Short exercise: Please rewrite the rows below, substituting "Mark a point" for every occurrence of "Place a point" and leaving everything else as it is.

Records supplied:
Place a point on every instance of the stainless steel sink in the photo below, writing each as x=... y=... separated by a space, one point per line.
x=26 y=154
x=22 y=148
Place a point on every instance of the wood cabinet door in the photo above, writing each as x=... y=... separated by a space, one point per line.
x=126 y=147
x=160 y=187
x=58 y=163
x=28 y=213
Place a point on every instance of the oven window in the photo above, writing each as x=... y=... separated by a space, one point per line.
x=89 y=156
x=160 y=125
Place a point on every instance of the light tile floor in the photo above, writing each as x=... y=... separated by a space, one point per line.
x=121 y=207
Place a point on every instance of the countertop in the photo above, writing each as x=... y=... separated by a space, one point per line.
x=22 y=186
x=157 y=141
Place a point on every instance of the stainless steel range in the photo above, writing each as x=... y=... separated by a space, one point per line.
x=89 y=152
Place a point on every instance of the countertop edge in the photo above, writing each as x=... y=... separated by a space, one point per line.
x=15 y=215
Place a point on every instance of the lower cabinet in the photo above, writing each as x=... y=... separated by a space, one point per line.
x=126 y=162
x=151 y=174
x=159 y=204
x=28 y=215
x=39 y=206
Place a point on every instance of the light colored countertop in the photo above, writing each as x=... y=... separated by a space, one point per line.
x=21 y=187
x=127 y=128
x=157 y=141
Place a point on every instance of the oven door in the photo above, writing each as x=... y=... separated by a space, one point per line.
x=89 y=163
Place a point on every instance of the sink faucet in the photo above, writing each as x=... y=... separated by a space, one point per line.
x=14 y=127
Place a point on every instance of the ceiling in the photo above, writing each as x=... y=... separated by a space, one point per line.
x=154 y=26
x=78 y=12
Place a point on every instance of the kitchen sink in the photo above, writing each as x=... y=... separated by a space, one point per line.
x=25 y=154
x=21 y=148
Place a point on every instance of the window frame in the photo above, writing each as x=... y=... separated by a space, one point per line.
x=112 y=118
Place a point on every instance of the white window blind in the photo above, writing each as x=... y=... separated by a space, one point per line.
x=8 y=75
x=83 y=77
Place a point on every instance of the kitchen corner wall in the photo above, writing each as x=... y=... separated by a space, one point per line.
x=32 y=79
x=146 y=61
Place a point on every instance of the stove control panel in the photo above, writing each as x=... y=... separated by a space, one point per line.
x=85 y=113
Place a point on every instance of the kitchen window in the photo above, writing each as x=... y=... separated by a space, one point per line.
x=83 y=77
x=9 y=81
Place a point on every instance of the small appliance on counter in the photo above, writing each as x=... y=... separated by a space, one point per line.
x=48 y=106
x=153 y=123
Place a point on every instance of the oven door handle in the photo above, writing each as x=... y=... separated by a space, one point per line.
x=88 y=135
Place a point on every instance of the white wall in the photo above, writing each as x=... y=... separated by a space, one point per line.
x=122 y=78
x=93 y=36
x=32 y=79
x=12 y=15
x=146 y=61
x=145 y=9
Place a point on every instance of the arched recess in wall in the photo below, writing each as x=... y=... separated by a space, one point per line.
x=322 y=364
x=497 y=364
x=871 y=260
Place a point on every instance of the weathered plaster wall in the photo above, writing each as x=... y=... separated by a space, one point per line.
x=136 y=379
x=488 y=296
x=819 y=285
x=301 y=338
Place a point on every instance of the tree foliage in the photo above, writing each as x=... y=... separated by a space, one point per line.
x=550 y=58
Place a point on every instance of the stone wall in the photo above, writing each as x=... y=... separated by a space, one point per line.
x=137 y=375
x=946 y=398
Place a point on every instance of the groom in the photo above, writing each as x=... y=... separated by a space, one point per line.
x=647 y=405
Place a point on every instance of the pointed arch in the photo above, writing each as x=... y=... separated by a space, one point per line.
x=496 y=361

The answer:
Mark a point on every instance of the stainless steel sink in the photo below, writing each as x=... y=... separated by a space, one point per line.
x=26 y=154
x=22 y=148
Mark a point on every instance of the wood cabinet door in the photo above, writing each as x=... y=... separated by a space, one point per line.
x=126 y=147
x=160 y=187
x=58 y=163
x=28 y=213
Mark a point on every instance of the oven window in the photo above, writing each as x=... y=... separated by a space, one point per line.
x=89 y=156
x=160 y=125
Mark a point on every instance of the light tile floor in the photo above, writing each as x=... y=... separated by a space, one point per line.
x=121 y=207
Mark a point on every instance of the countertop in the photo above, writing each as x=... y=... separated by a space, one point per line.
x=22 y=186
x=157 y=141
Mark a point on every instance of the stainless steel range in the photo above, writing each as x=... y=... separated by a space, one point per line.
x=89 y=152
Mark a point on every instance of the countertop edge in the photo above, writing each as x=... y=... separated by a space, one point per line.
x=15 y=215
Mark a point on every instance of the lower cabinet in the photo above, writing each as x=... y=... separated by a space, one point per line.
x=126 y=162
x=151 y=174
x=159 y=204
x=28 y=215
x=39 y=206
Mark a point on every instance of the light colored countertop in the photo above, writing each as x=... y=... separated by a space, one point per line.
x=21 y=187
x=127 y=128
x=157 y=141
Mark a point on every instance of the oven door in the photo above, writing each as x=... y=... separated by a space, one point per line.
x=89 y=163
Mark a point on every instance of the sink faucet in the photo above, writing each as x=... y=... separated by a space, one point per line.
x=14 y=127
Mark a point on every instance of the ceiling in the photo above, writing each as x=... y=... separated by a space, one point per line.
x=154 y=26
x=78 y=12
Mark a point on every instance of the kitchen sink in the photo above, writing each as x=... y=... separated by a space, one point per line.
x=25 y=154
x=21 y=148
Mark a point on every instance of the window frame in the photo above, writing each as x=... y=... separated by a space, one point per line.
x=112 y=118
Mark a point on every instance of the white window blind in the photo above, writing each as x=... y=... separated by a space, one point per line.
x=8 y=75
x=83 y=77
Mark a point on every instance of the kitchen corner wall in the photo above, writing each as x=... y=... separated by a space, one point per line.
x=32 y=79
x=146 y=61
Mark a point on every instance of the stove control panel in the photo above, writing each as x=... y=... separated by a space, one point per line.
x=85 y=113
Mark a point on every instance of the kitchen window in the photo above, writing each as x=... y=... separated by a space, one point per line.
x=83 y=77
x=9 y=81
Mark a point on every instance of the small appliance on counter in the photo above, writing each as x=... y=... separated by a space, one point per line.
x=48 y=106
x=153 y=123
Mark a point on every instance of the oven door handle in the photo above, writing each as x=... y=... separated by a space, one point per line.
x=88 y=135
Mark a point on every instance of the white wall in the photo above, writing each as x=... y=... separated by a space, one point per line.
x=122 y=78
x=93 y=36
x=32 y=79
x=12 y=15
x=146 y=61
x=145 y=9
Mark a point on every instance of the arched recess in wall in the photo below, writing each as x=... y=... separated by a space, one point per line.
x=322 y=364
x=497 y=364
x=871 y=260
Mark a point on every instance of the weathered plaster wall in the photo above, writing each as x=... y=... separated by a space, one point per line.
x=136 y=379
x=488 y=296
x=819 y=285
x=301 y=338
Mark a point on every instance of the tree foliage in the photo above, writing each as x=... y=... separated by a space, one point per line.
x=550 y=58
Mark a point on every instance of the stone wall in the photo above, writing each as x=... y=... separated by a space, one point per line.
x=137 y=375
x=946 y=398
Mark a point on every instance of the groom in the photo above, writing each as x=... y=... separated by a space, one point per line.
x=647 y=405
Mark a point on every instance of the pointed arch in the photo above, writing each as x=... y=... separated by a space, one point per line.
x=496 y=361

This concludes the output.